> _Task to complete_: Render every line of the entries below as a Markdown table with two columns, Row and Line: the row number goes under Row and the line under Line. Skip blank lines.

> _Entries_:
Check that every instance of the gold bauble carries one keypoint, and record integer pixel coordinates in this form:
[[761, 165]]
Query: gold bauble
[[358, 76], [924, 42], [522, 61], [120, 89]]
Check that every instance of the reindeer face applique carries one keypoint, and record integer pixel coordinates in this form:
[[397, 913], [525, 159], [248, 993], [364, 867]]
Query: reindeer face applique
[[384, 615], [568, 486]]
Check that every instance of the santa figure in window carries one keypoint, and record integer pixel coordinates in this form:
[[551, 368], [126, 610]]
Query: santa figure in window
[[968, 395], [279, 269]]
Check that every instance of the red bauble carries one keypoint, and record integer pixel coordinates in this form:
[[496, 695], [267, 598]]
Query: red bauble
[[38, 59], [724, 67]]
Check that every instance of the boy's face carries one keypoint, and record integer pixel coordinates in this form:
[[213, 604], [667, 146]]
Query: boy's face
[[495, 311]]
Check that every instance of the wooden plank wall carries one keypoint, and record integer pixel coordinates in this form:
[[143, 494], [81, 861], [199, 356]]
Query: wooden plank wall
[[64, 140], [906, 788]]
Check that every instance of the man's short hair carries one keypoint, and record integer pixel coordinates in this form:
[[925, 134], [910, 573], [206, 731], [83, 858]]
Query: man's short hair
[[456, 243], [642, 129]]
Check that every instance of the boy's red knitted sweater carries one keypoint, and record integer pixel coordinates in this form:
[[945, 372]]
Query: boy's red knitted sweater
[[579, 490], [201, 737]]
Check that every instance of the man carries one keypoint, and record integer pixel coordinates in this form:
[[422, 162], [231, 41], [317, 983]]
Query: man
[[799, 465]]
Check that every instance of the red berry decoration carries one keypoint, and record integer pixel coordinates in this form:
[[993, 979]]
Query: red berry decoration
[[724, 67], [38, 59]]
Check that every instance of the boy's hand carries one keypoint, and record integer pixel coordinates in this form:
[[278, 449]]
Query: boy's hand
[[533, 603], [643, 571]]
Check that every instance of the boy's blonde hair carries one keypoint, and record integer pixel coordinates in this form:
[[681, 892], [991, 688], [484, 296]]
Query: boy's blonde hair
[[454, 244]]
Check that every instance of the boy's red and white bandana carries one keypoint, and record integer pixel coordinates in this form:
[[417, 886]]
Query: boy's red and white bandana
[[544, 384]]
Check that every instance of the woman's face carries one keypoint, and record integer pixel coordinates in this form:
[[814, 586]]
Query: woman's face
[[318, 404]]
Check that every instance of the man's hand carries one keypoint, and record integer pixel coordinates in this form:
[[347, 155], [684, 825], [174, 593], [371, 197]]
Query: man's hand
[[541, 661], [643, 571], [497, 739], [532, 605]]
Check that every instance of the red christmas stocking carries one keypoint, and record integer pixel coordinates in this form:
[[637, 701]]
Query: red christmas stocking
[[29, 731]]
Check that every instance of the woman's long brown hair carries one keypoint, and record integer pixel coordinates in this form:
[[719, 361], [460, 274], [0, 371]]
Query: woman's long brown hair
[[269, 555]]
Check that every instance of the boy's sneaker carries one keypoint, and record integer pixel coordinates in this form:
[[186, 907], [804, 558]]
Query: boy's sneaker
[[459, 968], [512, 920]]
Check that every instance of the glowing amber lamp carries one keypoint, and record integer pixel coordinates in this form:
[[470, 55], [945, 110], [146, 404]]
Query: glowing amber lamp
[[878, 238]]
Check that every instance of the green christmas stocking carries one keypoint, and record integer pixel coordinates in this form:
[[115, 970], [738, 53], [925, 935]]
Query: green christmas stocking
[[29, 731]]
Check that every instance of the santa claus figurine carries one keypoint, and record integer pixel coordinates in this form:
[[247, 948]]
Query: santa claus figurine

> _Exercise response_:
| Row | Line |
|---|---|
| 1 | Check that every instance of the gold bauble carries one keypoint, and record integer pixel coordinates in this form: |
| 2 | [[761, 165]] |
| 3 | Query: gold bauble |
| 4 | [[358, 76], [924, 42], [522, 61], [120, 89]] |
| 5 | Check that every instance of the reindeer face applique carries one keypoint, and record integer pixel coordinates in this form: |
| 6 | [[397, 913], [525, 159], [248, 993], [364, 867]] |
| 7 | Query: reindeer face applique |
| 8 | [[384, 615], [568, 486]] |
| 9 | Check that every instance of the santa figure in window carries one keypoint, and record integer pixel coordinates in this form: |
| 10 | [[551, 368], [126, 610]] |
| 11 | Query: santa figure in window |
| 12 | [[968, 395], [279, 269]] |
| 13 | Check that every instance of the red bauble carries one keypoint, and record integer pixel coordinates in this form: |
| 14 | [[496, 695], [267, 598]] |
| 15 | Query: red bauble |
| 16 | [[38, 59], [724, 67]] |
| 17 | Check that every instance of the boy's face carries one keypoint, and record integer pixel coordinates in this form: |
| 18 | [[213, 604], [667, 146]] |
| 19 | Query: boy's face |
| 20 | [[495, 311]] |
| 21 | Check that every instance of the wooden plank wall carries one keypoint, and record integer pixel coordinates in this form: |
| 22 | [[143, 494], [81, 861], [199, 356]] |
| 23 | Query: wooden plank wall |
| 24 | [[64, 140], [906, 788]] |
| 25 | Check that every instance of the man's short hair carries one keypoint, and record integer pixel coordinates in this form: |
| 26 | [[925, 134], [910, 573], [206, 731], [83, 858]] |
| 27 | Query: man's short hair |
| 28 | [[456, 243], [642, 129]] |
| 29 | Check that every instance of the boy's red knitted sweater carries one keypoint, and record integer pixel coordinates in this form: |
| 30 | [[945, 372]] |
| 31 | Query: boy's red knitted sweater |
| 32 | [[579, 490], [201, 737]] |
| 33 | Check that every instance of the man carries one keypoint, and record integer pixel coordinates in this form: |
| 34 | [[422, 162], [231, 41], [317, 983]] |
| 35 | Query: man |
| 36 | [[799, 465]] |
| 37 | Check that every instance of the red berry decoration carries one keypoint, and record integer pixel coordinates in this form: |
| 38 | [[993, 979]] |
| 39 | Query: red berry decoration |
| 40 | [[724, 67], [38, 59]] |
| 41 | Check that every instance of the boy's hand carries one keypoint, and record integer pixel coordinates in this form: |
| 42 | [[278, 449]] |
| 43 | Query: boy's hand |
| 44 | [[533, 603], [643, 571]] |
| 45 | Check that every instance of the boy's blonde hair carries one keypoint, and record integer pixel coordinates in this form: |
| 46 | [[681, 892], [991, 688], [484, 296]] |
| 47 | Query: boy's blonde hair |
| 48 | [[454, 244]] |
| 49 | Check that every instance of the boy's red and white bandana carries one keypoint, and record integer pixel coordinates in this form: |
| 50 | [[417, 886]] |
| 51 | Query: boy's red and white bandana |
| 52 | [[544, 384]] |
| 53 | Check that every instance of the woman's face carries one keypoint, and record integer pixel coordinates in this form: |
| 54 | [[814, 586]] |
| 55 | Query: woman's face |
| 56 | [[318, 404]] |
| 57 | Check that every instance of the man's hand carries one keypoint, and record integer pixel coordinates in this form: |
| 58 | [[347, 155], [684, 825], [174, 593], [371, 197]] |
| 59 | Query: man's hand |
| 60 | [[541, 661], [643, 571], [497, 739], [532, 605]] |
| 61 | Check that every instance of the red christmas stocking carries one keypoint, and record integer pixel coordinates in this form: |
| 62 | [[637, 701]] |
| 63 | Query: red christmas stocking |
| 64 | [[29, 731]] |
| 65 | Check that every instance of the woman's long brown hair carries one keypoint, and record integer pixel coordinates in this form: |
| 66 | [[719, 361], [460, 274], [0, 371]] |
| 67 | Query: woman's long brown hair |
| 68 | [[269, 555]] |
| 69 | Check that every instance of the boy's sneaker carries one keypoint, and record integer pixel coordinates in this form: |
| 70 | [[186, 907], [804, 558]] |
| 71 | Query: boy's sneaker |
| 72 | [[459, 968], [512, 920]] |
| 73 | Check that every instance of the glowing amber lamp carries one keypoint, and record integer pixel coordinates in this form: |
| 74 | [[470, 55], [945, 110], [146, 404]] |
| 75 | Query: glowing amber lamp |
| 76 | [[878, 238]] |
| 77 | Check that every instance of the green christmas stocking carries one keypoint, and record integer pixel coordinates in this form: |
| 78 | [[115, 970], [738, 53], [925, 935]] |
| 79 | Query: green christmas stocking |
| 80 | [[29, 731]] |
| 81 | Check that every instance of the santa claus figurine carries one keypoint, and record integer pixel coordinates in this form: |
| 82 | [[247, 948]] |
| 83 | Query: santa claus figurine |